[Source data]
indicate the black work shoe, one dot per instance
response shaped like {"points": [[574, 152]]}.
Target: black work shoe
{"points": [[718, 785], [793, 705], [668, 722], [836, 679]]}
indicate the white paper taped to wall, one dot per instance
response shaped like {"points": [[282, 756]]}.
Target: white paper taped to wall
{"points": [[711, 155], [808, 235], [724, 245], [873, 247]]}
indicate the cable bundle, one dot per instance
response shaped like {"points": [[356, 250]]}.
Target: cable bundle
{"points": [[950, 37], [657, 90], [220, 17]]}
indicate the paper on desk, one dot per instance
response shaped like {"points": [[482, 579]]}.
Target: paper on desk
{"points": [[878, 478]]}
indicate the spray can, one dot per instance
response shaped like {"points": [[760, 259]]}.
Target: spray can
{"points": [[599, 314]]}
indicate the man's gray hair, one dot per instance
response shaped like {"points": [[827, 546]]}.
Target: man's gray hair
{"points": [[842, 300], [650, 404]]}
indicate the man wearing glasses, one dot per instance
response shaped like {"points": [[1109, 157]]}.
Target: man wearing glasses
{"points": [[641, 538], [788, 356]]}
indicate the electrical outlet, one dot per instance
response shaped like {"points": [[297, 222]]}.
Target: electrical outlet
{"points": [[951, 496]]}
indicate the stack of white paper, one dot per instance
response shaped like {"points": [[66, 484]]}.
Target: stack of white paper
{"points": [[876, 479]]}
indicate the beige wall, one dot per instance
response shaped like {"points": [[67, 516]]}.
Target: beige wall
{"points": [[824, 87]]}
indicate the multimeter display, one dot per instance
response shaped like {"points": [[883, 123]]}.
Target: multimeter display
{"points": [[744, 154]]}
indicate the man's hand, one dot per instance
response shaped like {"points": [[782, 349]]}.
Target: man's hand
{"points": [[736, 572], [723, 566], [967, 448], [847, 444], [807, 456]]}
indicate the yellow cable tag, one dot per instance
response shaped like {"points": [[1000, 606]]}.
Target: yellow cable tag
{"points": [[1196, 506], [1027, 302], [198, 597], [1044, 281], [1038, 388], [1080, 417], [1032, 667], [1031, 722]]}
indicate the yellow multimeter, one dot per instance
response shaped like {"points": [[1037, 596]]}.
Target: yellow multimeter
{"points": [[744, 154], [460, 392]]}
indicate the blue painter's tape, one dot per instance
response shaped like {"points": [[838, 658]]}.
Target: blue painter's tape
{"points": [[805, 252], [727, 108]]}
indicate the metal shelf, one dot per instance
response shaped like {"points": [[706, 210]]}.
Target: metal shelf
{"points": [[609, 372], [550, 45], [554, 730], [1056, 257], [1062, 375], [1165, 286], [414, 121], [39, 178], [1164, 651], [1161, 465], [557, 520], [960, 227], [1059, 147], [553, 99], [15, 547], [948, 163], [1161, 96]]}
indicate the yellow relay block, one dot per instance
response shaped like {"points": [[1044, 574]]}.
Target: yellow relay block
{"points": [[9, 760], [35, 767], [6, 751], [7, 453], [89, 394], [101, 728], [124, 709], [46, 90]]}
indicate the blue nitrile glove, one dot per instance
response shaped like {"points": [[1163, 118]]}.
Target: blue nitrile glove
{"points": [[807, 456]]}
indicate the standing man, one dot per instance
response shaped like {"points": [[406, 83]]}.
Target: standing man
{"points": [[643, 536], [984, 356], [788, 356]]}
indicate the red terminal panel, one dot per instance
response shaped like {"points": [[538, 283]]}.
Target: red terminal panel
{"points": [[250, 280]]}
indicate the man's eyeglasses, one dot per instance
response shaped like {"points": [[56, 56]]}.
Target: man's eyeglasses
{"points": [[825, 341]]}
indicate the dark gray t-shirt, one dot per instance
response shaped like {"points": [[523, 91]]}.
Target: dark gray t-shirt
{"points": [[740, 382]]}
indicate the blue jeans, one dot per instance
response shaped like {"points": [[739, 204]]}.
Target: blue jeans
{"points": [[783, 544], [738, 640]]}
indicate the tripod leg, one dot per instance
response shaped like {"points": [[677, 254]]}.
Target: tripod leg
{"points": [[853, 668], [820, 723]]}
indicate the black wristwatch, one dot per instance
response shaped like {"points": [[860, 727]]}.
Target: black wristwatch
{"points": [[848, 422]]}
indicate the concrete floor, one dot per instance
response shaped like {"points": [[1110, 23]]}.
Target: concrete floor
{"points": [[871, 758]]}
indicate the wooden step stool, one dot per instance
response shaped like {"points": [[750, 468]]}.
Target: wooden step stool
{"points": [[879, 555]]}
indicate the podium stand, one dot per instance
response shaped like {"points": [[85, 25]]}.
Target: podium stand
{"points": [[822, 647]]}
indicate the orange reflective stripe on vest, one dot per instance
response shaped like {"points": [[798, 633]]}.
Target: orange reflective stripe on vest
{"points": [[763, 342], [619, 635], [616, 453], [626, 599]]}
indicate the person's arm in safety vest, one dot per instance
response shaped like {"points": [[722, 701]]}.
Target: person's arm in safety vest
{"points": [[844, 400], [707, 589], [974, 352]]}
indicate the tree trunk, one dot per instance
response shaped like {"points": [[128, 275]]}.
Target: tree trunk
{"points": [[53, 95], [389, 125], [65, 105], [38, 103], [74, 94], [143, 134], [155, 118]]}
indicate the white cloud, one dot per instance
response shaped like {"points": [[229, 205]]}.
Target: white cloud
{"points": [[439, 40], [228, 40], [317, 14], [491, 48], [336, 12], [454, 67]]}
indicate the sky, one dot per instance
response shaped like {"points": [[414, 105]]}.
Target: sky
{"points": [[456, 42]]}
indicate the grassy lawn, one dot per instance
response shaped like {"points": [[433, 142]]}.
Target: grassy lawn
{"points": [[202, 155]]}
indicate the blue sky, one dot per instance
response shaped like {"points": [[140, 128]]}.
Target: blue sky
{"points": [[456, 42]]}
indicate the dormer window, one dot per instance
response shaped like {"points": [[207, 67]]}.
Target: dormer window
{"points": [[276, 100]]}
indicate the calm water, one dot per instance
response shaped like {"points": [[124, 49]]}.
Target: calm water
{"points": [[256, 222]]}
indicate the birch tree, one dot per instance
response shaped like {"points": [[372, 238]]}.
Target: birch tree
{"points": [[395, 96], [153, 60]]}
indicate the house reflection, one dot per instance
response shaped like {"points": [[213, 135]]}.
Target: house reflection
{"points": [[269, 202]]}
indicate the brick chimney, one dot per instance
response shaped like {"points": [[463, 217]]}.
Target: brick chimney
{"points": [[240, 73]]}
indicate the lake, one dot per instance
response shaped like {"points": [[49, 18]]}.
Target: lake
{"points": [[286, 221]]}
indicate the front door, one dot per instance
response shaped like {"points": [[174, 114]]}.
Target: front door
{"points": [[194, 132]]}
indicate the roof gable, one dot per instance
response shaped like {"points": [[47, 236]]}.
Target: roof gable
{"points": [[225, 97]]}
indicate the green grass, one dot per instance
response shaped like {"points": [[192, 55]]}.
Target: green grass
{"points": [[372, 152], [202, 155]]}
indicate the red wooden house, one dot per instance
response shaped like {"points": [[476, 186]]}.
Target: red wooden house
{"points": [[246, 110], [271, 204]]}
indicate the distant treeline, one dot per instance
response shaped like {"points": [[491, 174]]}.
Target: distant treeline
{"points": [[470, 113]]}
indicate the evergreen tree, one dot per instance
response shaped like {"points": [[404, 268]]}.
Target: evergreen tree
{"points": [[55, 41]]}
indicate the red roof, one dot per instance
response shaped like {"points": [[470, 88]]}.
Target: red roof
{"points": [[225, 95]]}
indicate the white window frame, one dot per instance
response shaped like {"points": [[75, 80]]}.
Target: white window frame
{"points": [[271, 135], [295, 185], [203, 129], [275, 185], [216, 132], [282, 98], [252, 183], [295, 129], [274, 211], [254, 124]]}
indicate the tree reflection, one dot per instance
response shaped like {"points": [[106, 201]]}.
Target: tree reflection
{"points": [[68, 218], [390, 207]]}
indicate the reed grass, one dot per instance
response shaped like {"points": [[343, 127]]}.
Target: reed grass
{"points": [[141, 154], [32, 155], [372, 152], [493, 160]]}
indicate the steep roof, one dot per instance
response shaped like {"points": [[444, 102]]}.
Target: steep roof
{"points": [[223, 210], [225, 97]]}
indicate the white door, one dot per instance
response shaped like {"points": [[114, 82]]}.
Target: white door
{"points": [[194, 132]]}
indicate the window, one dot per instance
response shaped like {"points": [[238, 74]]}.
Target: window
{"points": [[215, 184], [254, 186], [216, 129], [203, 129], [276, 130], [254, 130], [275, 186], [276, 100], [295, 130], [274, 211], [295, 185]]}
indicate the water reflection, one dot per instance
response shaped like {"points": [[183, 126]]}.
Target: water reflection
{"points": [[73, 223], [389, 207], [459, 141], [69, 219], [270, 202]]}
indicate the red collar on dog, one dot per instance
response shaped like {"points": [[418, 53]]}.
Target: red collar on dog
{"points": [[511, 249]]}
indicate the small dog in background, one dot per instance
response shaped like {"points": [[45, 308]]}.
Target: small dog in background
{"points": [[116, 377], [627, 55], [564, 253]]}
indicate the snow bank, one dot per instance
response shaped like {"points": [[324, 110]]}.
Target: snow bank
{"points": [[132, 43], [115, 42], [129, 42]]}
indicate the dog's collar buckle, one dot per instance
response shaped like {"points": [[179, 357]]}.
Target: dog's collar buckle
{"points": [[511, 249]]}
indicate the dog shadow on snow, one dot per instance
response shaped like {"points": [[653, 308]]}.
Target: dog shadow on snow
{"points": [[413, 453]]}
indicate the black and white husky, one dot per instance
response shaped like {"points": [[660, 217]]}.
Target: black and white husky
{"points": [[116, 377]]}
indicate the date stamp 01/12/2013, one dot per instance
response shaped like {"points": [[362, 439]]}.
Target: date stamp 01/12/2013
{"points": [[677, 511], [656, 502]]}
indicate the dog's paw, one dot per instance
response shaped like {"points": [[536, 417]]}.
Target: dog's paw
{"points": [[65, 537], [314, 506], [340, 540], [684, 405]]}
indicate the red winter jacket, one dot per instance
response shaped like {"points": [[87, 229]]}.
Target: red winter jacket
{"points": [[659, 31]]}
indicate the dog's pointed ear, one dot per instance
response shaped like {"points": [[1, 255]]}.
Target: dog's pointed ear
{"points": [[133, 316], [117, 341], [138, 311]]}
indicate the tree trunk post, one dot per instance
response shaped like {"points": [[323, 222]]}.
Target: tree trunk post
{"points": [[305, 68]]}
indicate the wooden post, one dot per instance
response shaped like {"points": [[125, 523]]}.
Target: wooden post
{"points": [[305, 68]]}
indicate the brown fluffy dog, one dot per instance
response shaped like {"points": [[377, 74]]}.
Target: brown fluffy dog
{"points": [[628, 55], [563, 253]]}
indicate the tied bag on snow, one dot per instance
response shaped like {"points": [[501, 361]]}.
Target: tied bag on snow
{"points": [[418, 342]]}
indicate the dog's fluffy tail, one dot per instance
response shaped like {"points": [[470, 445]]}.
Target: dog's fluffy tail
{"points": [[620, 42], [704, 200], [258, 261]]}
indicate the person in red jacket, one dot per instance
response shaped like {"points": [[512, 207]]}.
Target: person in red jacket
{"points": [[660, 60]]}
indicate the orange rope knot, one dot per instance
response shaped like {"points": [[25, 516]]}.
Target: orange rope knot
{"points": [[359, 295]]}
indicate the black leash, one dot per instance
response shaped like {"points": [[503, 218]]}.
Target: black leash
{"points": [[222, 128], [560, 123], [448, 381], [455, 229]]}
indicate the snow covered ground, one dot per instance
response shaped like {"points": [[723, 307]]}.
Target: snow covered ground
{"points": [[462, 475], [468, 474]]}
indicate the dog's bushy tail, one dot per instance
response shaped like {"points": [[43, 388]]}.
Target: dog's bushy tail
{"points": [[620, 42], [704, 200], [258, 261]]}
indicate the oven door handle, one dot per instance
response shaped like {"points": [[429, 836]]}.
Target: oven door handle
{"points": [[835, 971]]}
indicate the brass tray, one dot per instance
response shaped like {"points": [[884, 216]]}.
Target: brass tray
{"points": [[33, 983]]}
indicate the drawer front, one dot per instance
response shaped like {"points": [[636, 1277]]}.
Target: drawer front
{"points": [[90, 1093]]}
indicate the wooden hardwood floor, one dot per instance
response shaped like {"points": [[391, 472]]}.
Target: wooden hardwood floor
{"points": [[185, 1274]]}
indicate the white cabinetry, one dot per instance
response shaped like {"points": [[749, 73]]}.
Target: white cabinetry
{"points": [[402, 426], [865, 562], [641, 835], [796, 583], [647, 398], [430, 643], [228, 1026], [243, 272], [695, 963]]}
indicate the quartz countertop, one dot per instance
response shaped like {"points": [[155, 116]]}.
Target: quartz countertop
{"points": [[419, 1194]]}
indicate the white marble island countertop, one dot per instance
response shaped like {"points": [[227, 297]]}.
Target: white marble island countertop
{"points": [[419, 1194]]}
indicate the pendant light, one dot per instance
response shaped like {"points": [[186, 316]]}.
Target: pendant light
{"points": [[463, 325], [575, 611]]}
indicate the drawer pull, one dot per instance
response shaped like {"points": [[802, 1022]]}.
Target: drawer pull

**WRITTEN REQUEST**: The lines to quote run from the one containing "indicate the quartz" through the final line of the material above; please give them exactly, both ends included, and nothing else.

**EXERCISE SOLUTION**:
indicate the quartz countertop, one dot per instance
response shaped like {"points": [[155, 116]]}.
Target: quartz countertop
{"points": [[419, 1194]]}
indicate the white marble island countertop, one dot per instance
response shaped like {"points": [[227, 297]]}.
Target: white marble island countertop
{"points": [[419, 1194]]}
indicate the pendant light, one dot per instance
response shaped like {"points": [[186, 316]]}.
Target: pendant light
{"points": [[463, 325], [575, 611]]}
indicate the drawer pull, one dot per instance
response shaped like {"points": [[802, 1022]]}.
Target: drawer pull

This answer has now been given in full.